Short problem 1:
Retype the passage on short indexed jump instructions word for word, starting at "Only a tiny" and ending at "made to serve.".

Selection:
In order to double the space available to indicate registers in the Short Indexed instructions, there are no 48-bit indexed memory reference instructions for the byte data type, which would use up fully half of the opcode space available as they require an undiminished displacement field.
Only a tiny bit of space is left to include 32-bit versions of the conditional jump instructions and subroutine call instructions, but it can be made to serve.
The destination register field, while it serves to indicate where to store the return address for the jump to subroutine instruction, is unused for a jump instruction, and is therefore available to indicate the condition applicable to a conditional jump, as was done on the IBM System/360. This is complicated somewhat for the Short Indexed format, in which the destination register field has been reduced to three bits in length, but sufficient opcode space is still available.
Given that instructions are aligned on halfword boundaries, and there is no alternate kind of instruction that is aligned on 32-bit boundaries to jump to, both possible values of the one spare bit in the displacement may be used given that 16-bit alignment is the terminal alignment for this instruction type. This is needed because while there is extra space among the Aligned format instructions, none is available among the Short Indexed format instructions.
In order to fit the Short Indexed jump instructions in the limited space available, their format is modified. Only index registers 0 to 3 are available for them, unlike registers 0 to 7, made available for the other Short Indexed memory reference instructions. Also, since the destination register field is three bits long, instead of four, two opcodes rather than one are allocated to the conditional jump instructions.

Information shown:
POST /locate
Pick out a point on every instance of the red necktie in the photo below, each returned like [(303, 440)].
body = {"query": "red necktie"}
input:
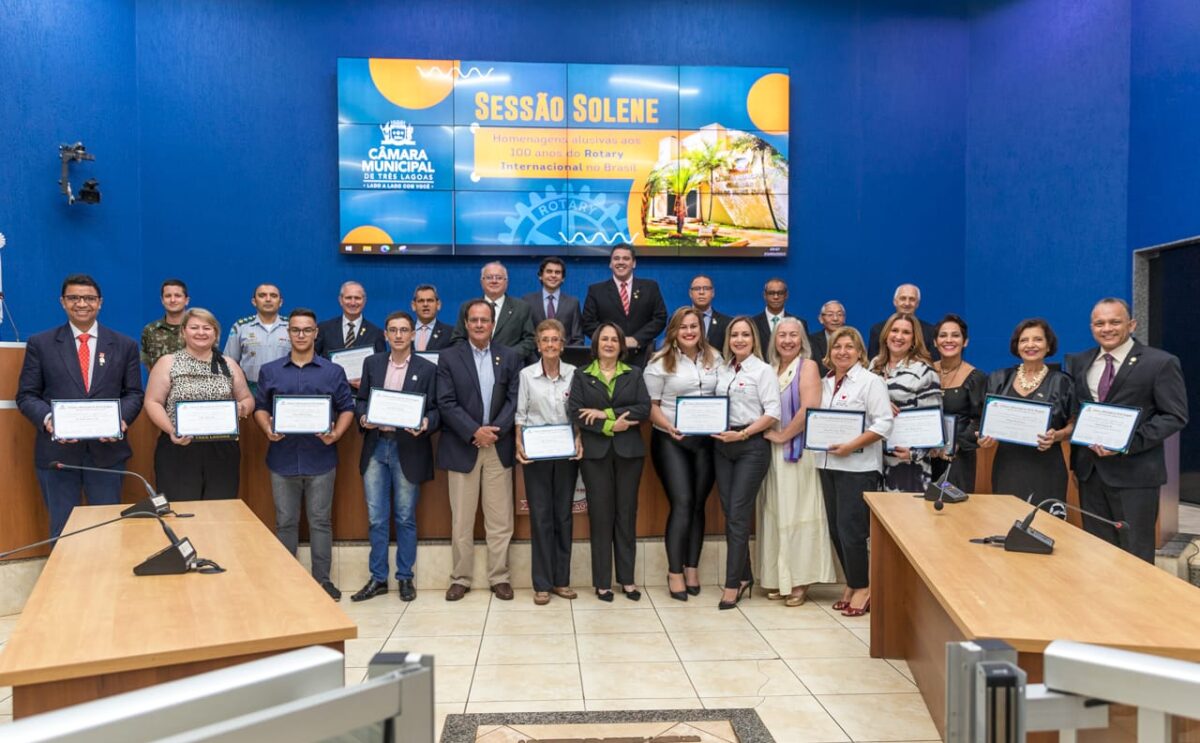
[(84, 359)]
==
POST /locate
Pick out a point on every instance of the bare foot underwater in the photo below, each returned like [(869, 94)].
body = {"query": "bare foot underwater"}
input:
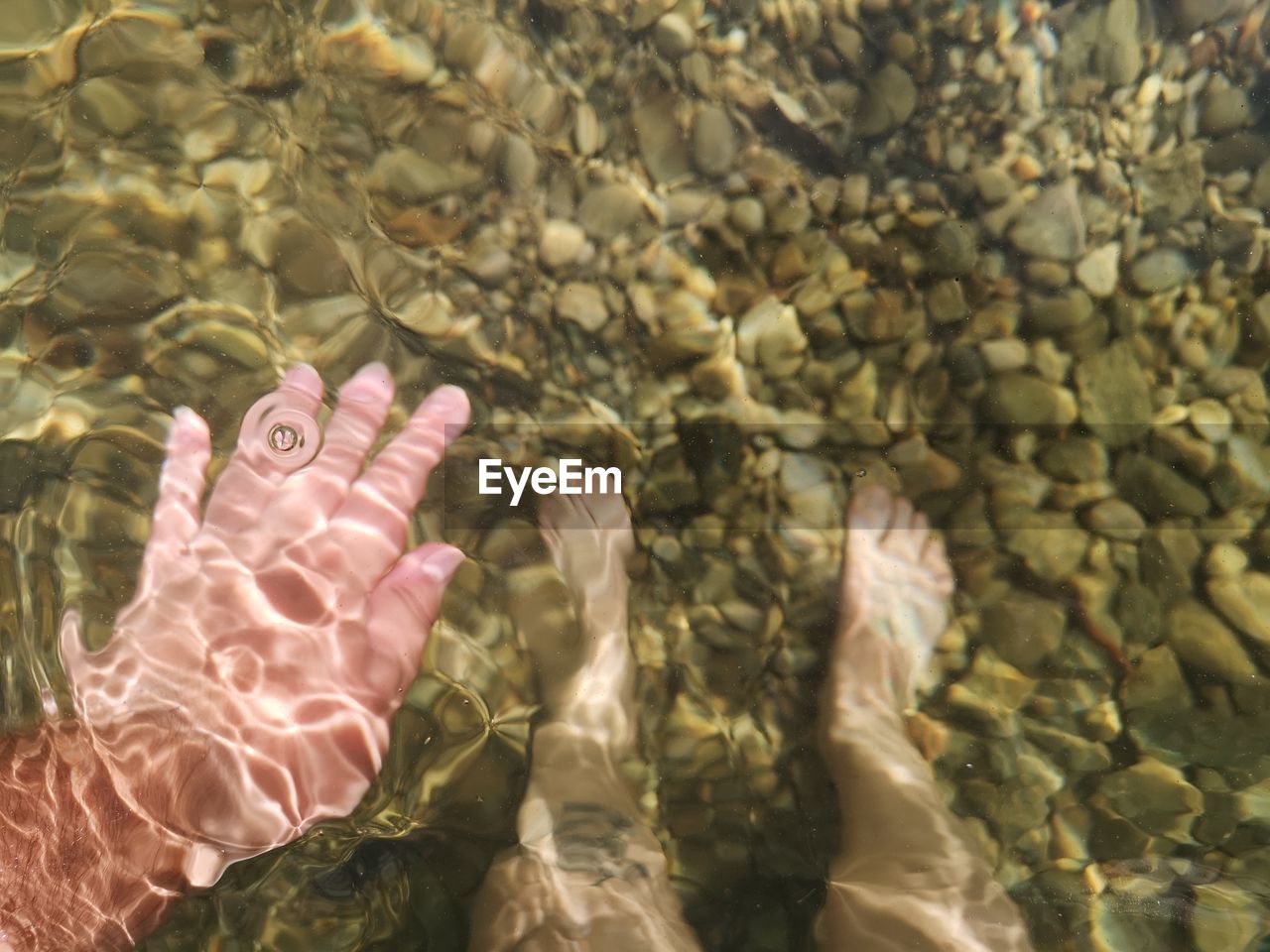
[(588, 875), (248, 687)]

Short problem 2:
Find each line in the records that contains the string "point" and copy those lines.

Final result 1:
Only a tiny bit of space is left to include 32-bit versions of the conditional jump instructions and subroutine call instructions, but it can be made to serve.

Final result 2:
Pick out a point on every instance of the red necktie in the photo below, each returned like [(303, 440)].
Pick out a point on every instance of the bare foot underwater in the photo below, each returned like [(869, 94)].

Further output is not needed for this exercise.